- _Provided data_
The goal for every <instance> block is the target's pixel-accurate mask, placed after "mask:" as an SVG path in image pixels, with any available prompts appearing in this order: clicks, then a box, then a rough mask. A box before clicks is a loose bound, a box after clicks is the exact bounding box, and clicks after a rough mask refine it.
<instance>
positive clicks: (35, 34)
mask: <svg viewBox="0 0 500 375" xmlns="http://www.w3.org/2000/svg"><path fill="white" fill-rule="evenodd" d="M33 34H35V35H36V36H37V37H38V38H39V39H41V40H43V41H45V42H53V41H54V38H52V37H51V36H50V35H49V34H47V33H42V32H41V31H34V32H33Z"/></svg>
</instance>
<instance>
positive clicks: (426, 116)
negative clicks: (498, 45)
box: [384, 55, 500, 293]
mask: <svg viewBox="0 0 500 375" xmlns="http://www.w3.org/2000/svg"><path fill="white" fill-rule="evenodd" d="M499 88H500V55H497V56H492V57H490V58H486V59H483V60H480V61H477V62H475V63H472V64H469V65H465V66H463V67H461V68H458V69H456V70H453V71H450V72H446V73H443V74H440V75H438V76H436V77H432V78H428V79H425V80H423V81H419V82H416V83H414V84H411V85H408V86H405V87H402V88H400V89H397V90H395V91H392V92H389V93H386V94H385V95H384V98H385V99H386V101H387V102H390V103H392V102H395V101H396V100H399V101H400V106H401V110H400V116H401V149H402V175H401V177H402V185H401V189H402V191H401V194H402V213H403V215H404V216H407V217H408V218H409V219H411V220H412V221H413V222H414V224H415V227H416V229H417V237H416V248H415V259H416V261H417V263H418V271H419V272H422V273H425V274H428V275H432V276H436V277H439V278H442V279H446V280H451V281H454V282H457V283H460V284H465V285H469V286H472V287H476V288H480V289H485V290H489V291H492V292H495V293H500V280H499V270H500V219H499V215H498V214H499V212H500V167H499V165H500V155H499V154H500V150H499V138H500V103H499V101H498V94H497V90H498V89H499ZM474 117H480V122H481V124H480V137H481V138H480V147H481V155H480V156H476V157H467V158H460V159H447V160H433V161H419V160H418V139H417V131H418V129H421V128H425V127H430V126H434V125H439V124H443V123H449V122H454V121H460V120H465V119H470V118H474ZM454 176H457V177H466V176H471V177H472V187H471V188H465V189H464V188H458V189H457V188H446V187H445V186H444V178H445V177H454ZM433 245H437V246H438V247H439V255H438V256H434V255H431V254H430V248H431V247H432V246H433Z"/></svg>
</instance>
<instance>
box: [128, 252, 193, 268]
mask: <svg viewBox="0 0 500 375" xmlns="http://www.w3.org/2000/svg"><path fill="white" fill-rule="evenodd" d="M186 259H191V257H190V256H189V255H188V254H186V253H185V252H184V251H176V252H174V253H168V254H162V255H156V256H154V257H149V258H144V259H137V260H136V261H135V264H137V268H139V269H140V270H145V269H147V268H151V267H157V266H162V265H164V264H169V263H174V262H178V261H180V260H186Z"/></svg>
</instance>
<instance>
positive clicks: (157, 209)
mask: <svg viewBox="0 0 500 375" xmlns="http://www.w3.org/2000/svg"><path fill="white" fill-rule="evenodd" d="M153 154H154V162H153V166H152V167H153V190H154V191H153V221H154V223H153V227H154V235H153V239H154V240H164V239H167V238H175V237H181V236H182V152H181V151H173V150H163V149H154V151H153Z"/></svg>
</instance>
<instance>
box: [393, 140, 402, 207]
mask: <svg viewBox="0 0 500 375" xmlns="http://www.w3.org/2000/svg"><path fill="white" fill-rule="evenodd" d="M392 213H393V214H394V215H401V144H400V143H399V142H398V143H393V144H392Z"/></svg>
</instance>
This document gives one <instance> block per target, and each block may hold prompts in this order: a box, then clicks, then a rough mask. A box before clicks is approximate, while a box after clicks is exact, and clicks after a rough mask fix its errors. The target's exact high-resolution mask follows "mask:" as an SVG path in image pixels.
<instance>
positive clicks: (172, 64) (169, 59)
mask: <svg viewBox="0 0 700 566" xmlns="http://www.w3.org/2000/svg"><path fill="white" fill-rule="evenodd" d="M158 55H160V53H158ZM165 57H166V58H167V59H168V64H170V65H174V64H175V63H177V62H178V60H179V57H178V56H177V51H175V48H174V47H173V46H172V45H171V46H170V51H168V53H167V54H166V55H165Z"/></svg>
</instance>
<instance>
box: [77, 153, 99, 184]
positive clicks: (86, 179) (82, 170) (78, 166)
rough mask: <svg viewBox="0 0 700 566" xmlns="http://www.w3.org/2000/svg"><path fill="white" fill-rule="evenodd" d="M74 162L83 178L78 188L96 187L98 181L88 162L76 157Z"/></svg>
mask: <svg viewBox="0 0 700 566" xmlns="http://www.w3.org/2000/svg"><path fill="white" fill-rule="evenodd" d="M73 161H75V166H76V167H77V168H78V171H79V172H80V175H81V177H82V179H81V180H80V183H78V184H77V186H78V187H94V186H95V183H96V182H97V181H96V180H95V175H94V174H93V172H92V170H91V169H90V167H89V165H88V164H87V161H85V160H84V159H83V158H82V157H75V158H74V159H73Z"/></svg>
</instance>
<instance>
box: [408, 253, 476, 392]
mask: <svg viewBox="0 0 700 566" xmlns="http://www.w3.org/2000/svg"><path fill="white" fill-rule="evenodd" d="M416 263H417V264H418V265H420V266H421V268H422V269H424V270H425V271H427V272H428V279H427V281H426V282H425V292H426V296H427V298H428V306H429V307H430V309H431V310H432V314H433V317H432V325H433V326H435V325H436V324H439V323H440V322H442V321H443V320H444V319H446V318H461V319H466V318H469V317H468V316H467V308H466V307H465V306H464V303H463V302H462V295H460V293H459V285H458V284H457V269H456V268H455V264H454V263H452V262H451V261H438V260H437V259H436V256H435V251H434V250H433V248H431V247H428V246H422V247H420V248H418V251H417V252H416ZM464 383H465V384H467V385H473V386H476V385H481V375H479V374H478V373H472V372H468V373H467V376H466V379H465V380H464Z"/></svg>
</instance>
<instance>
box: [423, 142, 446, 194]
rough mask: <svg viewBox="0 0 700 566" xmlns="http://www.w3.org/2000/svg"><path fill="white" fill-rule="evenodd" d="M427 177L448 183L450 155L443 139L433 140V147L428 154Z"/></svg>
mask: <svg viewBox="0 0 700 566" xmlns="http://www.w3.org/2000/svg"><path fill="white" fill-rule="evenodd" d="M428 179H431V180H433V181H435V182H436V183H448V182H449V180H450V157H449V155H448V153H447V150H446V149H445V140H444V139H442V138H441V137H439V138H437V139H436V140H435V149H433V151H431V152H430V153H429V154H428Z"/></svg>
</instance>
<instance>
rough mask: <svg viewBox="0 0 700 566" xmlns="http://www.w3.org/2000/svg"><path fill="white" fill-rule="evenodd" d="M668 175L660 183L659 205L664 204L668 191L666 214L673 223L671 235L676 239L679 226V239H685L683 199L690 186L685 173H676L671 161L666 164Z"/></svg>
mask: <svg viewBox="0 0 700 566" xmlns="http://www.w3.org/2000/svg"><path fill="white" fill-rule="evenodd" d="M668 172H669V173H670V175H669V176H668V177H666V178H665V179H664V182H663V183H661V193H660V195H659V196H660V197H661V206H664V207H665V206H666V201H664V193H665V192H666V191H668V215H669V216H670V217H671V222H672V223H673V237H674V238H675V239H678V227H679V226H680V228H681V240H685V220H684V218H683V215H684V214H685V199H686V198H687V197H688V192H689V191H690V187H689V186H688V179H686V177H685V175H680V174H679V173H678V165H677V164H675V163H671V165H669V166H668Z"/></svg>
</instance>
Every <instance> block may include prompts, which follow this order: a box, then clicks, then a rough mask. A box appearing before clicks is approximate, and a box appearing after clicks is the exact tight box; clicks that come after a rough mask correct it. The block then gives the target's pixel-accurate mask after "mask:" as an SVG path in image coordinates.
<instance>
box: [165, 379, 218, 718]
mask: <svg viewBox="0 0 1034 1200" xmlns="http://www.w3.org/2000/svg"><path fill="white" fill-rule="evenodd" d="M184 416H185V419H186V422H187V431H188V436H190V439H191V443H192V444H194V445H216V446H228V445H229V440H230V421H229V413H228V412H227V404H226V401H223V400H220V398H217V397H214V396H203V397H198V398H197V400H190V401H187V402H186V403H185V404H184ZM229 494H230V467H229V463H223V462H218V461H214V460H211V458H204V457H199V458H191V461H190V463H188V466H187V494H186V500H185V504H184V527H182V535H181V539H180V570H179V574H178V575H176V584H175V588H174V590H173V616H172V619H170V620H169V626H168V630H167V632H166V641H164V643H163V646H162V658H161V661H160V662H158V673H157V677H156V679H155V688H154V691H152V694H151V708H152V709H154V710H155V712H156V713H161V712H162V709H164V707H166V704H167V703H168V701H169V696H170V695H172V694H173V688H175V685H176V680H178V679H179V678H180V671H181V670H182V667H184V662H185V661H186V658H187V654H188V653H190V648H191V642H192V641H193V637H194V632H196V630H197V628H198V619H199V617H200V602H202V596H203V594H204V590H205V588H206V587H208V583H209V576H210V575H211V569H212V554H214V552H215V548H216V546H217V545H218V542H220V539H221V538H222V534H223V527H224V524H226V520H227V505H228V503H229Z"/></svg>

- _What you have to do_
Show each line of the entries above that contains the string "positive". The match is case-sensitive.

- _Written response_
positive clicks: (35, 34)
positive clicks: (426, 116)
positive clicks: (157, 209)
positive clicks: (172, 64) (169, 59)
positive clicks: (86, 179) (82, 170) (78, 166)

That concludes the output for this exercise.